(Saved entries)

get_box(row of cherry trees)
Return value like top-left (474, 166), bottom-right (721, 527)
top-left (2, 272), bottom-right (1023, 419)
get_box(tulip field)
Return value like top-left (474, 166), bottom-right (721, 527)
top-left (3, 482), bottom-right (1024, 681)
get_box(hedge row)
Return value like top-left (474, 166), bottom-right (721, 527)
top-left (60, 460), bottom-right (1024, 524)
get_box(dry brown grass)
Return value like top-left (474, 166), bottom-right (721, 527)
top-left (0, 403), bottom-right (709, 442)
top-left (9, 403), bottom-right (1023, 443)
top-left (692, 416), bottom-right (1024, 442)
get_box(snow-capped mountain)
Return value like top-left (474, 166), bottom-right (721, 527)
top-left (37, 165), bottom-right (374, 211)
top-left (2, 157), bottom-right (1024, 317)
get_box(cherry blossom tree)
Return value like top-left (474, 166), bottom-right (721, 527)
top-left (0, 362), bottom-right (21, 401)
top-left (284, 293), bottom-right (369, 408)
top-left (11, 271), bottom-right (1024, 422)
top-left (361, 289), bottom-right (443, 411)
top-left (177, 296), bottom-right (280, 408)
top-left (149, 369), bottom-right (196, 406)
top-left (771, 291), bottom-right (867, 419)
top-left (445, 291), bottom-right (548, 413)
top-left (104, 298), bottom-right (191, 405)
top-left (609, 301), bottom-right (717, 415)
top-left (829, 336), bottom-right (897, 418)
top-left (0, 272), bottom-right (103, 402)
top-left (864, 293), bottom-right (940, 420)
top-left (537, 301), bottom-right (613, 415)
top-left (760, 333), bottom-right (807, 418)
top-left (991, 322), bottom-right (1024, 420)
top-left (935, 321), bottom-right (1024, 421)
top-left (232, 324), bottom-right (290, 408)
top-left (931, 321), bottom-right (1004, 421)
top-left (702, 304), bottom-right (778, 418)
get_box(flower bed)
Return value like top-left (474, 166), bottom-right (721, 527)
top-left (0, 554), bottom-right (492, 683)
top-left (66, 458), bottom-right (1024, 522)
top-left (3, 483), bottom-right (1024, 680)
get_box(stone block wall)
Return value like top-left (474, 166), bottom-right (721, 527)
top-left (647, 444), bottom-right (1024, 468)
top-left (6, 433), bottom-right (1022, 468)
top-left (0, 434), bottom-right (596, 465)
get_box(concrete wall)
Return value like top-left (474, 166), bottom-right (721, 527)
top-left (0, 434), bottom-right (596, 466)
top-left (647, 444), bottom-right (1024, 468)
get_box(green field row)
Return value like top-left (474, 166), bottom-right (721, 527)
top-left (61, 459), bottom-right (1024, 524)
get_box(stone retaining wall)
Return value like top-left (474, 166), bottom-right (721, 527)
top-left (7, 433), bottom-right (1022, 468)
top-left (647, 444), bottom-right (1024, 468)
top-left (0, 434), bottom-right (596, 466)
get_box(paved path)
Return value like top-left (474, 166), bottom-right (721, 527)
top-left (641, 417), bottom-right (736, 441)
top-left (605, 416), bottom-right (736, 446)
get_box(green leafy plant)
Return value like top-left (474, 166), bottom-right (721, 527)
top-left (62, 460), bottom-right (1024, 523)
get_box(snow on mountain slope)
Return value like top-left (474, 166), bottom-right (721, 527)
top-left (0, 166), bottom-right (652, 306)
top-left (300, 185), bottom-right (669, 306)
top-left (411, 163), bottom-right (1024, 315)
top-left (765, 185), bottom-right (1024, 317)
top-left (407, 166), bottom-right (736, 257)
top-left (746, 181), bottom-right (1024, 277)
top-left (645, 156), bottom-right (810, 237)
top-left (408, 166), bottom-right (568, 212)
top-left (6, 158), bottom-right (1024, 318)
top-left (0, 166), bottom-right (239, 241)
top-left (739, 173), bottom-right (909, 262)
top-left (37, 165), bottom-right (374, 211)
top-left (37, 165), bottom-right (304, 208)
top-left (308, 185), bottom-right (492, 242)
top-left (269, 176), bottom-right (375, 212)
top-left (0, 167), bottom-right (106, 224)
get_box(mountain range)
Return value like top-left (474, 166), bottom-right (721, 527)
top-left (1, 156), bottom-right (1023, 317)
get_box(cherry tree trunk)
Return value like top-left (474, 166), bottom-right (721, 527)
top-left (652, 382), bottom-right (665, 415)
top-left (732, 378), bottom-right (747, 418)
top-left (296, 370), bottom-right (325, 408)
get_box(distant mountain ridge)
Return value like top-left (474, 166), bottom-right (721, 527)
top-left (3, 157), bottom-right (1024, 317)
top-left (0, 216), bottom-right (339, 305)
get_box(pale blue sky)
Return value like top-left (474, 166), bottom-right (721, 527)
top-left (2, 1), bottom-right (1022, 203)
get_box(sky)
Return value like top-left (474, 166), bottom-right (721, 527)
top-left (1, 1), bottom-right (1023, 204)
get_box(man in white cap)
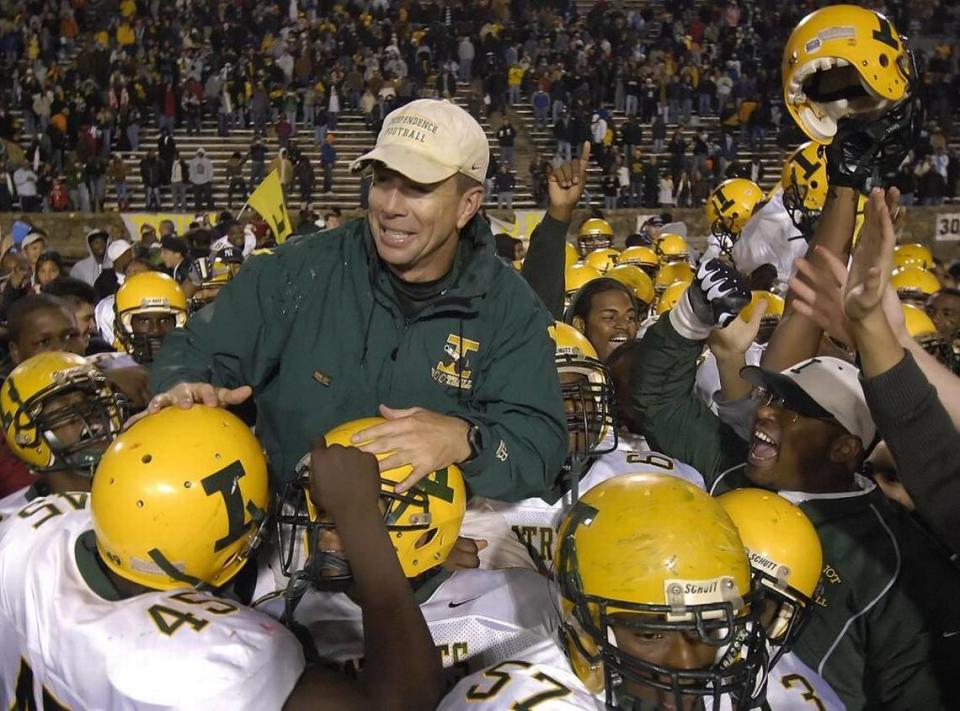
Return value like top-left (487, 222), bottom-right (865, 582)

• _WORK ORDER_
Write out every line in the data that holds the string "green".

• _YOUR SOLUTION_
get_box(green field row)
get_box(green leafy plant)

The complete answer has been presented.